- [Exercise details] Please say how many lines in the entries below contain the string "ceiling", with case counting, and reply with only that number.

- [Supplied material]
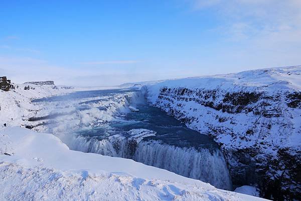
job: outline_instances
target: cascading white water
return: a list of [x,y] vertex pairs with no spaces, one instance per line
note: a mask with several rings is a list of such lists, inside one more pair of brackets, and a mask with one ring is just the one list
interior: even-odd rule
[[231,189],[227,164],[218,149],[181,148],[156,141],[141,141],[133,159],[142,163],[167,169],[184,176],[207,182],[215,186]]
[[[65,141],[65,140],[64,140]],[[163,168],[184,176],[209,182],[231,190],[232,184],[227,164],[218,149],[179,147],[155,140],[141,141],[133,152],[124,138],[98,140],[76,135],[66,140],[72,149],[114,157],[131,158],[137,162]]]
[[[45,107],[49,109],[48,113],[56,111],[56,107],[58,107],[60,111],[68,114],[68,115],[56,117],[54,123],[49,125],[49,128],[51,129],[51,132],[59,137],[71,149],[131,158],[184,176],[209,182],[220,188],[232,189],[226,163],[222,153],[217,147],[213,149],[210,148],[210,151],[207,148],[197,150],[192,147],[180,147],[169,145],[168,140],[166,143],[154,140],[142,140],[144,137],[155,136],[158,130],[161,131],[161,135],[170,132],[172,134],[175,132],[175,135],[173,135],[173,136],[174,137],[178,135],[176,137],[179,139],[183,139],[185,136],[188,137],[186,139],[193,137],[193,134],[189,131],[187,131],[185,134],[187,135],[179,136],[177,132],[180,128],[175,129],[178,124],[175,126],[176,124],[171,122],[170,119],[166,118],[162,114],[159,113],[159,116],[156,116],[157,114],[160,113],[158,111],[146,109],[143,112],[144,113],[142,112],[140,114],[144,114],[144,116],[139,116],[138,114],[138,117],[137,119],[133,118],[133,119],[131,119],[128,121],[130,123],[138,122],[137,125],[142,124],[144,126],[147,125],[146,128],[150,129],[155,128],[154,130],[156,132],[149,130],[148,131],[150,132],[145,131],[147,129],[145,129],[145,127],[142,126],[144,128],[145,133],[143,131],[140,132],[141,131],[141,128],[132,129],[130,130],[135,132],[129,133],[128,131],[129,127],[127,127],[123,130],[125,134],[119,135],[113,133],[113,135],[110,136],[113,130],[110,130],[112,128],[111,126],[108,126],[106,129],[107,128],[111,132],[98,131],[96,129],[95,135],[93,132],[89,132],[89,130],[93,130],[94,128],[102,126],[103,128],[103,126],[105,127],[104,125],[108,124],[108,122],[113,120],[119,120],[121,122],[119,118],[122,116],[122,113],[132,110],[128,109],[131,103],[143,104],[145,103],[144,101],[140,92],[132,92],[106,96],[100,96],[85,99],[81,98],[72,99],[71,102],[68,99],[65,100],[63,99],[63,101],[58,103],[46,102],[45,104],[47,105],[47,107]],[[70,111],[73,111],[76,112],[71,113]],[[150,111],[151,112],[147,113],[145,111],[147,112]],[[134,112],[137,112],[137,110]],[[45,112],[44,115],[47,115],[48,113]],[[150,114],[149,117],[148,114]],[[160,117],[162,122],[152,121],[153,118],[157,118],[158,116]],[[126,124],[125,125],[125,126],[127,126]],[[169,130],[162,131],[162,129],[164,129],[162,128],[166,126],[169,127]],[[134,128],[137,128],[137,127],[135,126]],[[81,130],[77,132],[79,129]],[[183,130],[182,130],[182,131]],[[98,132],[100,134],[97,134]],[[189,140],[193,140],[190,139]],[[207,143],[200,139],[198,140],[200,140],[200,145],[203,143],[204,144]]]

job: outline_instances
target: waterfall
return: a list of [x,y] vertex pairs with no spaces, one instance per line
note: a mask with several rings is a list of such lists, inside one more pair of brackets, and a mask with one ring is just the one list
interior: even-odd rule
[[178,174],[209,182],[219,188],[231,189],[227,164],[218,149],[197,150],[161,144],[157,141],[141,141],[133,159],[138,162],[167,169]]
[[219,188],[232,189],[227,164],[218,149],[197,150],[193,147],[162,144],[156,140],[142,140],[135,143],[121,136],[99,140],[76,135],[64,141],[73,150],[131,158],[210,183]]

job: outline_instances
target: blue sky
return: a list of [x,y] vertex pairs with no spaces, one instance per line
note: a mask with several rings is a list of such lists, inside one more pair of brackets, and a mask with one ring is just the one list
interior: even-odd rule
[[298,0],[2,1],[0,72],[107,86],[299,65],[300,11]]

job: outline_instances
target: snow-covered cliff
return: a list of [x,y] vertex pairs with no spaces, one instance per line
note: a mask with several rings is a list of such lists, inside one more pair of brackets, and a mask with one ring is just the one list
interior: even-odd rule
[[150,102],[213,137],[234,184],[278,200],[301,196],[301,67],[265,69],[146,85]]
[[40,110],[30,103],[33,99],[70,93],[72,87],[56,85],[14,84],[14,88],[8,91],[0,90],[0,128],[8,126],[26,126],[27,118]]
[[50,134],[19,127],[0,134],[2,200],[265,200],[132,160],[70,150]]

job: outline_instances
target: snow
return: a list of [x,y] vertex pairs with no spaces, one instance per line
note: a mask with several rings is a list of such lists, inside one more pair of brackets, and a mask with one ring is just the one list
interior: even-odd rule
[[[164,95],[162,99],[159,97],[160,89],[163,87],[171,89],[168,95]],[[176,90],[180,88],[188,88],[193,92],[190,96],[183,95],[177,96]],[[212,133],[209,127],[215,130],[220,130],[223,134],[216,136],[216,140],[223,144],[225,148],[245,148],[252,147],[254,144],[259,144],[260,140],[267,142],[272,146],[264,147],[264,151],[271,154],[276,154],[279,147],[290,147],[294,150],[300,149],[301,137],[301,110],[291,108],[286,105],[284,99],[288,93],[301,90],[301,67],[274,68],[259,69],[210,76],[202,76],[167,80],[159,83],[146,85],[142,91],[147,96],[151,104],[169,112],[174,109],[177,115],[195,119],[187,123],[187,125],[204,134]],[[202,99],[196,94],[198,90],[211,91],[215,93],[214,98]],[[268,112],[274,112],[277,110],[280,117],[259,118],[258,115],[252,112],[235,113],[230,114],[203,105],[194,100],[209,102],[211,101],[218,105],[222,102],[223,98],[227,93],[229,94],[241,92],[263,93],[265,97],[272,97],[281,96],[277,101],[270,101],[270,106],[265,106],[264,109]],[[262,101],[259,100],[257,105],[251,103],[250,107],[258,109],[260,112]],[[263,104],[264,103],[262,103]],[[179,113],[181,113],[179,114]],[[273,113],[272,113],[273,114]],[[217,118],[218,117],[219,118]],[[220,119],[221,118],[222,119]],[[221,119],[224,120],[221,121]],[[271,128],[266,131],[258,130],[253,135],[246,136],[248,129],[254,129],[255,125],[270,124]],[[286,127],[282,125],[285,125]],[[258,128],[262,129],[262,128]],[[242,138],[231,137],[232,133]],[[263,137],[260,133],[268,133],[267,137]],[[271,133],[270,134],[269,133]],[[277,148],[272,148],[277,147]]]
[[[299,67],[273,68],[224,75],[145,82],[133,87],[140,88],[146,85],[147,95],[153,103],[158,100],[160,89],[163,86],[219,89],[230,92],[258,90],[272,95],[275,91],[299,90],[300,72]],[[254,187],[243,186],[235,190],[237,192],[218,189],[209,183],[130,159],[71,150],[52,134],[37,133],[16,127],[26,125],[29,123],[26,120],[28,117],[34,116],[36,112],[40,112],[41,114],[44,112],[41,111],[39,106],[31,103],[31,100],[79,90],[96,89],[33,85],[35,89],[25,90],[24,87],[28,85],[18,85],[19,87],[9,92],[0,90],[0,200],[265,200],[240,193],[257,196],[256,193],[258,192]],[[127,84],[124,86],[130,85]],[[93,98],[87,101],[91,100]],[[122,98],[120,100],[124,102]],[[111,103],[113,101],[110,101],[109,99],[102,101],[100,106],[113,105]],[[221,116],[226,119],[224,122],[220,122],[215,117],[217,112],[213,109],[195,104],[193,101],[176,101],[175,104],[179,103],[185,103],[181,110],[188,117],[200,115],[203,122],[210,122],[225,127],[230,125],[238,131],[243,130],[248,126],[247,123],[253,124],[255,121],[254,117],[248,114],[236,114],[234,118],[220,112]],[[123,104],[124,102],[114,105],[109,110],[109,114],[92,110],[82,113],[80,114],[80,123],[93,121],[99,116],[104,117],[104,121],[109,120],[112,118],[111,114],[120,109]],[[128,106],[130,110],[136,109],[133,106]],[[196,109],[195,112],[191,109],[192,108]],[[66,107],[66,111],[62,111],[68,112],[71,109]],[[301,123],[299,110],[289,112],[288,115],[293,116],[291,121],[294,121],[292,123],[297,130]],[[65,120],[70,120],[71,125],[78,123],[72,121],[74,119]],[[247,124],[240,123],[233,125],[231,122],[235,120]],[[4,127],[4,123],[8,127]],[[206,131],[202,130],[205,127],[198,127],[198,125],[203,124],[196,123],[188,126],[196,130]],[[156,134],[152,130],[133,130],[128,134],[138,140]],[[283,131],[280,128],[272,127],[271,130],[273,135],[265,140],[269,140],[280,146],[300,148],[299,133],[291,132],[288,135],[281,136],[277,135],[277,133]],[[59,133],[59,129],[56,132]],[[258,136],[254,135],[252,137],[243,143],[239,141],[233,141],[229,134],[218,136],[216,140],[226,147],[243,148],[251,147],[256,143]],[[159,147],[160,146],[158,145]],[[267,148],[266,151],[272,153],[273,150]]]
[[252,196],[259,196],[259,192],[258,188],[256,187],[250,185],[243,185],[242,186],[237,187],[234,192],[239,192],[245,194],[248,194]]
[[139,110],[137,108],[136,108],[135,107],[134,107],[133,106],[129,106],[128,108],[130,110],[130,111],[131,111],[132,112],[139,112]]
[[265,200],[132,160],[70,150],[52,134],[18,127],[0,130],[0,147],[11,155],[0,154],[1,200]]
[[[67,94],[75,91],[73,88],[58,87],[55,85],[13,84],[15,89],[9,91],[0,90],[0,128],[6,123],[8,126],[25,125],[25,117],[34,116],[40,110],[38,106],[31,103],[34,99]],[[32,88],[24,90],[30,86]],[[33,89],[33,88],[34,88]],[[12,120],[13,118],[13,120]]]

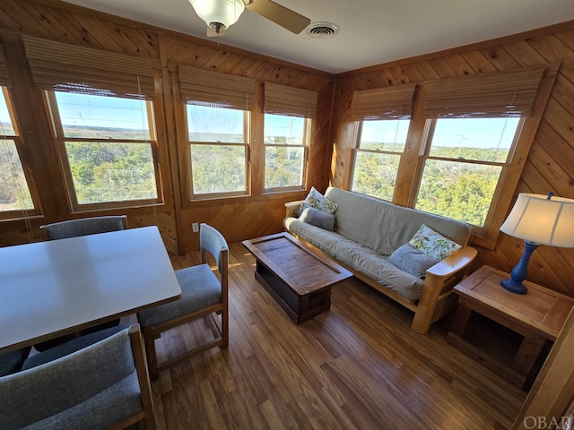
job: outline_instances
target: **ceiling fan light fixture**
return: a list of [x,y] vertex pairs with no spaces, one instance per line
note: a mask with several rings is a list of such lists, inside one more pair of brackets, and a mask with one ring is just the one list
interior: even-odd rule
[[196,13],[217,33],[233,25],[245,10],[243,0],[189,0]]

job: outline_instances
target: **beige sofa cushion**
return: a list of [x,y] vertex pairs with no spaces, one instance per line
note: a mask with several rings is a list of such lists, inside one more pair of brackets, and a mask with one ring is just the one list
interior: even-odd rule
[[329,187],[325,196],[338,205],[335,231],[287,217],[287,231],[307,240],[342,263],[409,300],[418,300],[423,280],[387,261],[426,224],[460,245],[467,245],[470,228],[464,222]]
[[460,245],[467,245],[467,224],[366,195],[329,187],[325,196],[339,207],[335,231],[384,255],[408,243],[422,224]]

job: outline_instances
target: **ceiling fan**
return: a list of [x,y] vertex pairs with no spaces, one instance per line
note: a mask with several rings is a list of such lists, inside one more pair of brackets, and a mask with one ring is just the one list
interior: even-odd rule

- [Solution to the exercise] 2